**What to do:**
The data below must be copied in full and without any change.

**Rows from a segmentation dataset:**
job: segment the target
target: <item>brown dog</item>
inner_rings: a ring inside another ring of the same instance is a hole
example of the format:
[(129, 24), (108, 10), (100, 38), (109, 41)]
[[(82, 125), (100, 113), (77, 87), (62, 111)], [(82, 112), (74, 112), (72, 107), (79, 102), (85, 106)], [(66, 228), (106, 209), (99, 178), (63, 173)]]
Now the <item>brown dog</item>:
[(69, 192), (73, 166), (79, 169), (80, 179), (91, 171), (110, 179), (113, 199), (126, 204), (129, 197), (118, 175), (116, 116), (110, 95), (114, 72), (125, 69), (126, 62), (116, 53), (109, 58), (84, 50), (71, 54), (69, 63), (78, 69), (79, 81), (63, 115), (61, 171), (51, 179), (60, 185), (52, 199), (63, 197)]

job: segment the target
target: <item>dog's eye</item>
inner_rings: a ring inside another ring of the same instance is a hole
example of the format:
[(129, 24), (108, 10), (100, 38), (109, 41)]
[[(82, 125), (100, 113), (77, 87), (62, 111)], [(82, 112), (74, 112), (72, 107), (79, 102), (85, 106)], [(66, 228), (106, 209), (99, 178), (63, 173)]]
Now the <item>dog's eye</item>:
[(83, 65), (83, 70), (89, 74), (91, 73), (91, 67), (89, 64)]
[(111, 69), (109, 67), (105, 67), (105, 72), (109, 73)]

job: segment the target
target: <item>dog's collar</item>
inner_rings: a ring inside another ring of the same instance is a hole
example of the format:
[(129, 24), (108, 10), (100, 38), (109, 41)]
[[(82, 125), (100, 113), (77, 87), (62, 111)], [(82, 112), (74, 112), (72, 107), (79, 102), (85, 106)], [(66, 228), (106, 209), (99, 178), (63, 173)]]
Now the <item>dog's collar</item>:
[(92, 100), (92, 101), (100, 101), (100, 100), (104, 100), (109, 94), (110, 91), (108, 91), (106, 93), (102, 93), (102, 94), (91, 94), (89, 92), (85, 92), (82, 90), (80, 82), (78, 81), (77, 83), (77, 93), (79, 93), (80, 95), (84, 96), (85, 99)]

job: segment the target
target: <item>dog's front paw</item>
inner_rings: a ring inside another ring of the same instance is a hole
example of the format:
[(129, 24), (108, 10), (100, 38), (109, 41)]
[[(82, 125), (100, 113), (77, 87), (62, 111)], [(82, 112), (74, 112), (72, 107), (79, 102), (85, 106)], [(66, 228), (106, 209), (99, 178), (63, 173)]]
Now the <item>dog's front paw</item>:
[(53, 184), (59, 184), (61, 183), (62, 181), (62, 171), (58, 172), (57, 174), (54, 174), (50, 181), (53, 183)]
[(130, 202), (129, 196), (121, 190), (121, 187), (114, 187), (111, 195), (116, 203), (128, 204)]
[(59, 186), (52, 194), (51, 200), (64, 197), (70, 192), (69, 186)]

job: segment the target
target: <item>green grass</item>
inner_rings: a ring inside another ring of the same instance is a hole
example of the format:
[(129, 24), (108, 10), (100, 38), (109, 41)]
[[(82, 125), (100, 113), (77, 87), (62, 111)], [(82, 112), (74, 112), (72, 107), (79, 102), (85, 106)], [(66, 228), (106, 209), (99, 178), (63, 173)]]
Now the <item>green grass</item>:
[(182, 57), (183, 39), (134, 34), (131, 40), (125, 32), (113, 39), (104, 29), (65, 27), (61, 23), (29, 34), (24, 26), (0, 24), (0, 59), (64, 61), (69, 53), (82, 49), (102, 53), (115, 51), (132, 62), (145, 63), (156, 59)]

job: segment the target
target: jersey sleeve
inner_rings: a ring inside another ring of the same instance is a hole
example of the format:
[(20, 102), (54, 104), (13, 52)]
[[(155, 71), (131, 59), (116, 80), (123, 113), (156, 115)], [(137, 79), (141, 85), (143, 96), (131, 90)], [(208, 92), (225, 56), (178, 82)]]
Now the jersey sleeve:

**Result below:**
job: segment the target
target: <item>brown dog</item>
inner_rings: a ring inside another ring of the same instance is a hole
example of the format:
[(129, 24), (108, 10), (100, 38), (109, 41)]
[[(82, 125), (100, 113), (77, 87), (62, 111)], [(82, 112), (74, 112), (72, 107), (79, 102), (85, 106)], [(66, 228), (106, 209), (99, 178), (63, 173)]]
Now the <item>brown dog</item>:
[(69, 192), (73, 166), (79, 169), (80, 179), (91, 171), (110, 179), (113, 199), (126, 204), (129, 197), (118, 175), (116, 116), (110, 95), (114, 72), (125, 69), (126, 62), (116, 53), (109, 58), (84, 50), (71, 54), (69, 63), (78, 69), (79, 81), (63, 115), (61, 171), (51, 179), (60, 185), (52, 199), (63, 197)]

job: segment the target
target: <item>dog's eye</item>
inner_rings: a ring inside another ring of the same instance is a hole
example of the format:
[(129, 24), (108, 10), (100, 38), (109, 41)]
[[(82, 125), (100, 113), (77, 87), (62, 111)], [(82, 112), (74, 112), (72, 107), (79, 102), (85, 106)], [(66, 228), (106, 209), (99, 178), (63, 173)]]
Now the <item>dog's eye</item>:
[(83, 65), (83, 70), (89, 74), (91, 73), (91, 67), (89, 64)]
[(111, 69), (109, 67), (105, 67), (105, 72), (109, 73)]

job: segment the target
target: <item>dog's collar</item>
inner_rings: a ring inside another ring of the same instance is a hole
example of the format:
[(129, 24), (108, 10), (100, 38), (109, 41)]
[[(82, 125), (100, 113), (77, 87), (62, 111)], [(82, 112), (74, 112), (72, 107), (79, 102), (85, 106)], [(66, 228), (106, 209), (99, 178), (63, 173)]]
Now the <item>dog's collar</item>:
[(92, 100), (92, 101), (100, 101), (100, 100), (104, 100), (109, 94), (110, 91), (108, 91), (106, 93), (102, 93), (102, 94), (91, 94), (89, 92), (85, 92), (82, 90), (80, 82), (78, 81), (77, 83), (77, 93), (79, 93), (80, 95), (84, 96), (85, 99)]

job: segment the target
target: <item>dog's front paw</item>
inner_rings: a ring inside another ring of the same instance is a hole
example of the format:
[(129, 24), (108, 10), (100, 38), (109, 41)]
[[(82, 125), (100, 113), (77, 87), (62, 111)], [(82, 112), (74, 112), (72, 107), (79, 102), (85, 106)], [(66, 228), (106, 209), (99, 178), (63, 173)]]
Now the <item>dog's front paw</item>:
[(53, 184), (59, 184), (61, 183), (62, 181), (62, 171), (58, 172), (57, 174), (54, 174), (50, 181), (53, 183)]
[(130, 202), (129, 196), (121, 190), (121, 187), (114, 187), (111, 195), (116, 203), (128, 204)]
[(59, 186), (52, 194), (51, 200), (64, 197), (70, 192), (69, 186)]

job: segment the target
target: <item>green grass</item>
inner_rings: a ring inside another ring of the same instance is a hole
example of the format:
[(129, 24), (108, 10), (100, 38), (109, 41)]
[[(82, 125), (100, 113), (77, 87), (62, 111)], [(82, 112), (74, 112), (72, 107), (79, 102), (85, 106)], [(66, 228), (106, 209), (99, 178), (63, 173)]]
Now the <item>green grass</item>:
[(182, 57), (183, 39), (134, 34), (131, 40), (125, 32), (113, 39), (104, 29), (65, 27), (61, 23), (29, 34), (24, 26), (0, 24), (0, 59), (64, 61), (69, 53), (82, 49), (102, 53), (115, 51), (132, 62), (145, 63), (156, 59)]

job: segment the target
target: jersey sleeve
inner_rings: a ring inside another ring of the same instance is a hole
example of the format:
[(20, 102), (54, 104), (13, 52)]
[[(155, 71), (131, 59), (116, 80), (123, 113), (156, 115)], [(137, 79), (141, 85), (143, 96), (131, 90)], [(208, 92), (225, 56), (178, 82)]]
Now the jersey sleeve:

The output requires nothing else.